__Aim of the exercise__. Copy out each of the following items word for word, keeping every line unchanged.
--- Start ---
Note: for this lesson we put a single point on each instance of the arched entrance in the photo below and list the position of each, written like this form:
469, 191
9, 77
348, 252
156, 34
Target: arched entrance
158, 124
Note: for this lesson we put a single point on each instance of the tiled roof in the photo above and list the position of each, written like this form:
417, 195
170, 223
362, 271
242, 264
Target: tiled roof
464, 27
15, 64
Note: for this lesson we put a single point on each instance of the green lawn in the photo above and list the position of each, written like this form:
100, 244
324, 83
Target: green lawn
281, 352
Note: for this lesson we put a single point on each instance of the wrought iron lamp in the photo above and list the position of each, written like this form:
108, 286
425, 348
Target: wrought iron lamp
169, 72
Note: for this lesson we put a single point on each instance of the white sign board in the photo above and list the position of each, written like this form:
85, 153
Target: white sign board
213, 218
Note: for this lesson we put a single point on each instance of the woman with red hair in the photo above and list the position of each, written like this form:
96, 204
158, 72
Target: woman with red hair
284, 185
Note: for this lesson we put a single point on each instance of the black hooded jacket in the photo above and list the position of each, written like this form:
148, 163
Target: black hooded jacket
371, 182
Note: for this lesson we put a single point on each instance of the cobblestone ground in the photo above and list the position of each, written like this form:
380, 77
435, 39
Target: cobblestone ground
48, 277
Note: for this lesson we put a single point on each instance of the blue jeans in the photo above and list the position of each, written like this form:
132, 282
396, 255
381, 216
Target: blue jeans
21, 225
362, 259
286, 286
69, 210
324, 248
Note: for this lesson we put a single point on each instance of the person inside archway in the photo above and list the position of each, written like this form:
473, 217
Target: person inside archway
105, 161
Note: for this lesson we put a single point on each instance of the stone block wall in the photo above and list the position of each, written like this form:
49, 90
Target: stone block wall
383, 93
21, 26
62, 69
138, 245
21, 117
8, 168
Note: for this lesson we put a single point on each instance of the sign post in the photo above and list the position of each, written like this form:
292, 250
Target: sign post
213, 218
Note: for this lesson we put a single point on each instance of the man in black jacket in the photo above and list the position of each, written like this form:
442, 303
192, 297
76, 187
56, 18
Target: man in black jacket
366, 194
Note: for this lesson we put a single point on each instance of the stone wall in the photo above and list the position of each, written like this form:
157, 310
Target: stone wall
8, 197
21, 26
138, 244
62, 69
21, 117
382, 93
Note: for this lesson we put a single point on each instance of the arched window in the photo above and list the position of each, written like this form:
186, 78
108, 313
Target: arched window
--- End ---
__Solution for this problem__.
Note: for this lesson we put a single point on each instance of the arched entrance in the photo below and list the position of each, written like this form:
469, 191
9, 77
348, 252
156, 34
Target: arched entrance
158, 124
Note: for this lesson we put a single point on each instance of the tiled roof in the photo above and list the position of each, written like this form:
417, 195
170, 223
362, 271
242, 264
Target: tiled roof
464, 27
15, 64
Note: for this lesson we put a single point on each instance of the green lawn in the photo above and list the position of each, written like this form:
100, 244
324, 83
Target: green lawn
281, 352
Note: for this lesson we put a single point on each instance of the wrought iron lamp in the photo above and list the position of each, written like this form:
108, 286
425, 348
Target: wrought iron lamp
169, 72
Note: for this lesson we put a single point on each instance of the white sign board in the photo above and list the position of each, written like this form:
85, 153
Target: white sign board
213, 218
Note: for this lesson we put a single point on each instance of the woman with red hair in the photo above and list the position of each, written like this form:
96, 204
158, 72
Target: woman with red hair
284, 185
Note: for this lesson we put a single point on each instance of the black hooded jacket in the photo above and list the position of each, written like this form:
148, 163
Target: black hooded jacket
371, 182
Note: for this lesson we put a single point on each instance of the cobblestone ground in the photo above and list the position of each, written like this form:
380, 77
435, 39
Target: cobblestone ground
48, 277
Note: for this lesson we put a single point on each instance of the blue jeans in the photo above and list the position of each, written like this form:
132, 282
396, 255
381, 216
Target: blue jeans
21, 225
362, 259
286, 286
69, 210
324, 248
Note: for this lesson we put a single point on each instance of the person inside archway in the photo above and list the position of each, written like this form:
473, 217
Target: person inside archway
105, 161
Note: for this lesson we put a single point on each instance of the stone block wall in the photo above and list the position of each, written like this form:
49, 90
Target: stone block wall
383, 93
21, 26
62, 69
138, 245
21, 117
8, 168
Note: for this lesson we put a single point on each instance of the sign post in the photo above and list the position of each, written like this form:
292, 250
Target: sign post
213, 218
Note: for this lesson we put a single point on each instance of the man in black jacket in the photo above and list the position of each, written like this form:
442, 303
192, 297
76, 187
56, 18
Target: man in black jacket
366, 194
Note: for this lesson we put a single point on each instance of the stone wall in the photo above and list the position of each, written like this form:
157, 310
Target: stone wall
8, 197
21, 26
138, 244
62, 69
21, 117
382, 93
Note: for this lesson we put a single point on each instance of the arched window in the photo above and list the position of each, written like this form:
186, 78
108, 313
Target: arched window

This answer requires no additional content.